Agronomic Characteristics and Grain Yield of 30 Spring Wheat Genotypes under Drought Stress and Nonstress Conditions

Drought is an important environmental stress limiting wheat (Triticum aestivum L.) productivity in water limited regions. Our aim was to understand the relationships between target agronomic traits and grain yield (GY) responses to drought, and to prioritize genotypes for high yield under different water conditions. Thirty spring wheat genotypes were evaluated over 2009 and 2010 for GY and agronomic traits under T1 (non-irrigated), T2 (50% evapotranspiration [ET] irrigated), and T3 (100% ET irrigated) irrigation regimes. Drought stress caused noticeable fewer days to physiological maturity (PMD), shorter plant height (HT) and exposed peduncle length (EPL), smaller grain volume weight (GVW), higher grain protein content (GPC), smaller kernel weight (KW) and kernel diameter (KD), and less GY. All target traits were significantly correlated with GY except for days to heading (HD) in 2010. Selected traits for 2009 (PMD, HT, GVW) and 2010 (PMD, HT, GPC) together explained 82 and 93% of the total phenotypic variation of GY, respectively. Selected genotypes were classified into four types based on their agronomic and yield performance across three irrigation regimes. High-yield (HY) genotypes IDO599, Alturas, and IDO702 had better agronomic performance and produced high GY across different water conditions; drought-resistance (DR) genotypes Agawam, McNeal, and Alpowa exhibited drought resistance in target traits and produced higher GY than other genotypes under drought. Preliminary results indicate that GY could be estimated on the basis of agronomic performance including PMD, HT, GVW, and GPC, and selecting HY and DR genotypes for water limited environments may be important for improving yield productivity.

▶ _Exercise aim_
Answer these questions using the spring wheat abstract:
(a) How much irrigation did the T2 regime receive?
(b) Which three traits together explained 93% of the total phenotypic variation of grain yield in 2010?
(c) Which genotypes are named as drought-resistance (DR) genotypes?
The items that follow are separate material, unrelated to the wheat abstract.

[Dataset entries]
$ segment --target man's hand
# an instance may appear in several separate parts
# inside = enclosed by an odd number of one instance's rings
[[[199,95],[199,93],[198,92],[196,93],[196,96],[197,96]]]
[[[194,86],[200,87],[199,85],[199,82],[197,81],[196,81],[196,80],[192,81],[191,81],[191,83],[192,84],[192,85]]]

▶ _Worked solution_
(a) 50% evapotranspiration (ET) irrigated.
(b) Days to physiological maturity (PMD), plant height (HT), and grain protein content (GPC).
(c) Agawam, McNeal, and Alpowa.